Start of MATERIAL FOR THE TASK

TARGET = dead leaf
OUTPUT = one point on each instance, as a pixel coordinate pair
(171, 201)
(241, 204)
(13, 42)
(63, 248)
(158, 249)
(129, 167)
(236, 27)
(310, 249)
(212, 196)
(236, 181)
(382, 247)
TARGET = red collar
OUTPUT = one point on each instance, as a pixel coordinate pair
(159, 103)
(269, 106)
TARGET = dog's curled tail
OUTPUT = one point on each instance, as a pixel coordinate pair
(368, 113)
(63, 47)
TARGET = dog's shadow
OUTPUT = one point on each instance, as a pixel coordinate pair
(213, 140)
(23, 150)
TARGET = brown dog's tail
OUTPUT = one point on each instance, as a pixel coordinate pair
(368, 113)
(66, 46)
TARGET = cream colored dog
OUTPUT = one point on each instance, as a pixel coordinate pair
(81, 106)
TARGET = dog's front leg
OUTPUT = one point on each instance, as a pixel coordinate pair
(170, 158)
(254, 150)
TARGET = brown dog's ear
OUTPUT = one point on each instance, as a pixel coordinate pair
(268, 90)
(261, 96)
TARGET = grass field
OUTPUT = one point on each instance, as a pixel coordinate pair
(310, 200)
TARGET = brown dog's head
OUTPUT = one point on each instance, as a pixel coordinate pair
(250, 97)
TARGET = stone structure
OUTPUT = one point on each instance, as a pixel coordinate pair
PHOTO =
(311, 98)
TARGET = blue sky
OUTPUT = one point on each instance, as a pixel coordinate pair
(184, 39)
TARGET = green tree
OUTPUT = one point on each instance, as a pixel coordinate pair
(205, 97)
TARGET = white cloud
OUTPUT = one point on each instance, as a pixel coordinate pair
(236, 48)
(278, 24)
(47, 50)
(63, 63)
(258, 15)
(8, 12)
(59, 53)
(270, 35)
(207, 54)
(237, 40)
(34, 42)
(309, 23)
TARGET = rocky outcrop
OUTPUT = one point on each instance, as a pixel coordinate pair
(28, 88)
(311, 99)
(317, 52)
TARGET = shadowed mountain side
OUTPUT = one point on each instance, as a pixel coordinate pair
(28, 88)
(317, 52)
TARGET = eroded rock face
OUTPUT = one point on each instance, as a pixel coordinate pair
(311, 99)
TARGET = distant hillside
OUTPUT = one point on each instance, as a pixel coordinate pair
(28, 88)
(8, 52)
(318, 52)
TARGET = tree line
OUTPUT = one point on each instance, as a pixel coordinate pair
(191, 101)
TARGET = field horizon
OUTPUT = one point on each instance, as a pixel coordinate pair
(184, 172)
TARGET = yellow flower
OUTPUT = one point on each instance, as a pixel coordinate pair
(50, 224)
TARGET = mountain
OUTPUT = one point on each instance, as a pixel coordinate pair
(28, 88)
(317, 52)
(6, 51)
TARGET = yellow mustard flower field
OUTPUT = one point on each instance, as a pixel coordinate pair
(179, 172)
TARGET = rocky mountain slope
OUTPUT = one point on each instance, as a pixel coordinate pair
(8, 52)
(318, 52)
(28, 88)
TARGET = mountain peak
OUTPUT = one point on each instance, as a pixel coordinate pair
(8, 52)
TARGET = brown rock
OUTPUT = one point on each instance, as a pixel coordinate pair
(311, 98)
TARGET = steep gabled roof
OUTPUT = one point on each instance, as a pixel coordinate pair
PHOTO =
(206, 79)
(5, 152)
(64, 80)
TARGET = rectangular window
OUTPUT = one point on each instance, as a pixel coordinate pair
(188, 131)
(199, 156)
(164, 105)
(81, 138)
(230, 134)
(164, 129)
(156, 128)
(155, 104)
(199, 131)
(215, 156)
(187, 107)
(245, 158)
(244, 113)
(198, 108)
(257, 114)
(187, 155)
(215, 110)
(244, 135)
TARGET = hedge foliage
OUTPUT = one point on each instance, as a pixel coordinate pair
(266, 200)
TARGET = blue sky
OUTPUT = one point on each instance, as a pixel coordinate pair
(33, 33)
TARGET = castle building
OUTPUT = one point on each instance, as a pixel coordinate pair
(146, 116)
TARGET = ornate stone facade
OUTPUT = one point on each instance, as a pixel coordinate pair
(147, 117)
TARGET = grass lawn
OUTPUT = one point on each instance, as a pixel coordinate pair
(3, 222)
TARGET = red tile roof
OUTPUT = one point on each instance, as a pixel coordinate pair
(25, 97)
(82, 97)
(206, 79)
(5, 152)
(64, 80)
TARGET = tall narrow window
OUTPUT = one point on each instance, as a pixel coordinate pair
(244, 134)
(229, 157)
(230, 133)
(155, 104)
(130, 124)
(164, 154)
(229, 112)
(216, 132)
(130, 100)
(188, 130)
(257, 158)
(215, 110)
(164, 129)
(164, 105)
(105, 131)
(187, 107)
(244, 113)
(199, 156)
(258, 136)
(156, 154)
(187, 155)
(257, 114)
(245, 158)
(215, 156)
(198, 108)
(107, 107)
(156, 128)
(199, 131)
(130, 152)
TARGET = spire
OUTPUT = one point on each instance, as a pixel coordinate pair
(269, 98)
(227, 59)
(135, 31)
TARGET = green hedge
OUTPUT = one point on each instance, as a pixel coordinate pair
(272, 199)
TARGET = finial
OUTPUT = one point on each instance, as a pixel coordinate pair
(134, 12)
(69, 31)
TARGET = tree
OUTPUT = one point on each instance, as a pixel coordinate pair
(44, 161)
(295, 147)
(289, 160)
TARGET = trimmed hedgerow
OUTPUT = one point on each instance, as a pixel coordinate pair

End of MATERIAL FOR THE TASK

EXERCISE DESCRIPTION:
Please output the listing above exactly, every line included.

ANSWER TO THIS EXERCISE:
TARGET = dead leaf
OUTPUT = one point on each instance, as a pixel coordinate pair
(171, 201)
(241, 204)
(13, 42)
(63, 248)
(158, 249)
(129, 167)
(236, 27)
(310, 249)
(212, 196)
(236, 181)
(382, 247)
TARGET = red collar
OUTPUT = one point on each instance, as a pixel coordinate pair
(159, 103)
(269, 106)
TARGET = dog's curled tail
OUTPUT = one point on each instance, as a pixel coordinate pair
(368, 113)
(63, 47)
TARGET = dog's shadow
OUTPUT = one point on each instance, as a pixel coordinate pair
(213, 140)
(23, 150)
TARGET = brown dog's tail
OUTPUT = one point on each instance, as a pixel coordinate pair
(368, 113)
(66, 46)
TARGET = cream colored dog
OUTPUT = one point on each instance, as a pixel coordinate pair
(81, 106)
TARGET = dog's front leg
OUTPUT = one point on each instance, as a pixel coordinate pair
(170, 158)
(254, 150)
TARGET = brown dog's ear
OUTPUT = one point on each instance, as a pixel coordinate pair
(268, 90)
(261, 96)
TARGET = grass field
OUTPUT = one point on each instance, as a pixel coordinate pair
(310, 200)
TARGET = brown dog's head
OUTPUT = one point on each instance, as a pixel coordinate pair
(250, 97)
TARGET = stone structure
OUTPUT = one point on each instance, as a pixel coordinate pair
PHOTO =
(311, 98)
TARGET = blue sky
OUTPUT = one point on each instance, as a pixel coordinate pair
(184, 39)
TARGET = green tree
OUTPUT = one point on each instance, as a pixel coordinate pair
(205, 97)
TARGET = white cloud
OUTPUT = one point on each instance, as a pixel coordinate pair
(236, 48)
(278, 24)
(47, 50)
(63, 63)
(258, 15)
(8, 12)
(59, 53)
(270, 35)
(207, 54)
(237, 40)
(34, 42)
(309, 23)
TARGET = rocky outcrop
OUTPUT = one point on each instance, as a pixel coordinate pair
(28, 88)
(311, 99)
(317, 52)
TARGET = shadowed mountain side
OUTPUT = one point on each instance, as a pixel coordinate pair
(28, 88)
(317, 52)
TARGET = eroded rock face
OUTPUT = one point on each instance, as a pixel coordinate pair
(311, 99)
TARGET = distant hillside
OUTPUT = one point on each instance, as a pixel coordinate pair
(28, 88)
(8, 52)
(318, 52)
TARGET = tree line
OUTPUT = one point on each instance, as a pixel coordinate pair
(191, 101)
TARGET = field horizon
OUTPUT = one point on each instance, as a pixel coordinate pair
(184, 172)
TARGET = yellow flower
OUTPUT = one point on each instance, as a pixel coordinate pair
(50, 224)
TARGET = mountain
OUTPUT = one point on each instance, as a pixel coordinate pair
(28, 88)
(317, 52)
(6, 51)
TARGET = yellow mustard flower field
OUTPUT = one point on each instance, as a pixel coordinate pair
(179, 172)
TARGET = rocky mountain slope
OUTPUT = one point on each instance, as a pixel coordinate pair
(8, 52)
(318, 52)
(28, 88)
TARGET = mountain peak
OUTPUT = one point on each instance, as a pixel coordinate pair
(8, 52)
TARGET = brown rock
OUTPUT = one point on each instance, as a pixel coordinate pair
(311, 98)
TARGET = steep gabled roof
OUTPUT = one point on each instance, as a pixel coordinate pair
PHOTO =
(206, 79)
(5, 152)
(64, 80)
TARGET = rectangular window
OUTPUT = one point on each instance, as a pixel coordinate pair
(188, 131)
(199, 156)
(164, 105)
(81, 138)
(230, 134)
(164, 129)
(156, 128)
(155, 104)
(199, 131)
(215, 156)
(187, 107)
(245, 158)
(244, 113)
(198, 108)
(257, 114)
(187, 155)
(215, 110)
(244, 135)
TARGET = hedge foliage
OUTPUT = one point on each instance, as a pixel coordinate pair
(266, 200)
TARGET = blue sky
OUTPUT = one point on each instance, as a pixel coordinate pair
(33, 33)
TARGET = castle building
OUTPUT = one point on each instance, as a pixel coordinate pair
(146, 116)
TARGET = ornate stone facade
OUTPUT = one point on each instance, as a pixel coordinate pair
(147, 117)
TARGET = grass lawn
OUTPUT = one point on each instance, as a pixel coordinate pair
(3, 222)
TARGET = red tile roof
OUTPUT = one point on each instance, as a pixel coordinate pair
(25, 97)
(82, 97)
(206, 79)
(5, 152)
(64, 80)
TARGET = tall narrow window
OUTPUT = one point on each instance, as a pixel coordinate pair
(244, 134)
(229, 157)
(230, 133)
(155, 104)
(130, 124)
(164, 154)
(229, 112)
(216, 132)
(130, 100)
(188, 130)
(257, 158)
(215, 110)
(164, 129)
(164, 105)
(105, 131)
(187, 107)
(244, 113)
(199, 156)
(258, 136)
(156, 154)
(187, 155)
(257, 114)
(245, 158)
(215, 156)
(198, 108)
(107, 107)
(156, 128)
(199, 131)
(130, 152)
TARGET = spire
OUTPUT = one point on each instance, as a pixel coordinate pair
(269, 98)
(227, 59)
(135, 31)
TARGET = green hedge
OUTPUT = one point on each instance, as a pixel coordinate pair
(272, 199)
TARGET = finial
OUTPUT = one point on each instance, as a pixel coordinate pair
(134, 12)
(69, 31)
TARGET = tree
OUTPUT = one point on each instance, as a pixel coordinate pair
(44, 161)
(295, 147)
(289, 160)
TARGET = trimmed hedgerow
OUTPUT = one point on each instance, as a pixel coordinate pair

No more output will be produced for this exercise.